** READING TEXT **
►

Posted on 06/05/2014 3:32:25 PM PDT by Oldeconomybuyer
Elias Saavedra, one of the last survivors of the Bataan Death March, died Wednesday. He was 96.
Saavedra died of natural causes at his San Rafael, New Mexico, home after battling a number of illnesses, his son Alfred Saavedra said.
Born in 1918 in San Rafael, Saavedra joined the New Mexico National Guard at the outset of World War II. He was one of 75,000 Filipino and American soldiers taken captive by the Japanese in World War II when U.S. forces surrendered in the province of Bataan and Corregidor Island in April 1942.
In all, tens of thousands of troops were forced to march to Japanese prison camps in what became known as the Bataan Death March. Many were denied food, water and medical care, and those who collapsed during the scorching journey through Philippine jungles were shot or bayoneted.
(Excerpt) Read more at fresnobee.com ...
And a Navajo ‘code-talker’ just passed away. The last one I think of a patriotic American Indian tribe. Surprisingly patriotic in spite of what the US Govt. did to them. RIP in a Happy Hunting Ground, free of government interference in your life.
We won that war in less than four years.
How long have we been playing nice w/muzzie animals?
I recall that after the war they said most of the POW’s of the Japanese would not make it to their 50’s.
God bless him. May he rest in peace.
I think it has been documented that being starved actually made people healthier in the long run because their bodies sucked all the cholesterol out of their veins. Of course the heart muscle damage offsets it.
The hell you say.
Publish the accounts of our soldiers beheading Jap POW's after about of drinking.
Publish the accounts of our warriors removing pieces of liver and kidneys from living Jap POws for a BBQ.
Publish the accounts of secret American units engaging in the testing of biologicals against Jap POWs.

◄

** WHAT THE EXERCISE ASKS **
Continue the forum thread about the death of Bataan Death March survivor Elias Saavedra, starting after its last post.

** DATASET EXCERPT **
►

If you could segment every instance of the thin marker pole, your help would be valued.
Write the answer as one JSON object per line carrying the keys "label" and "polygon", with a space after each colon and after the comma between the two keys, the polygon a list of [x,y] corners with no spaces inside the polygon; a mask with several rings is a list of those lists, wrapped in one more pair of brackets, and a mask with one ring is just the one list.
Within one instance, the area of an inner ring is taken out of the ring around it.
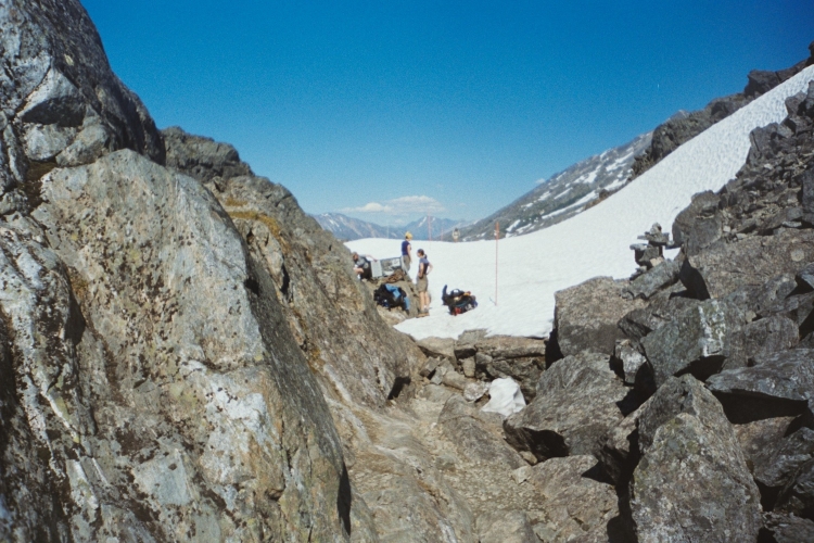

◄

** TASK ANSWER **
A friend whose father was a Bataan survivor worked the National Archives to uncover the full extent of the notorious Jap unit that experiment on Allied POWs as well as working with Iris Chang before her death. The full extent of Japanese atrocities against the Chinese, Koreas, Philippinos, and Allies has yet to be published.
You could not be more wrong. We didn’t attack Japan.
We won WWII in less than four years by not being nice. We returned their inefficient personal barbarism with mechanized barbarism. A good thing.
We purposely incinerated Jap cities. By summer ‘45 it dawned on the Japs we were ready to exterminate them. It was good for them that they finally understood what we were ready to do.
I’m sorry I spoke to you. It won’t happen again.
That’s how you choose to characterize the war effort of the United States in WWII? “Mechanized barbarism”?
You are one sick puppy.
Based on your comments, I think you are one sick puppy.
Good.
I’m convinced you don’t think.
And you’re convinced the American war effort in WWII was an act of barbarism.
Your convictions are sick.
And you can’t read.
Thanx.
My wife’s Filipino aunt in Plano TX is active in the reunions, organizations, etc.
I sent this to her.
Remember there are survivors here and the Philipines also.
“We returned their inefficient personal barbarism with mechanized barbarism.”
You’re the one who chose that characterization, not me.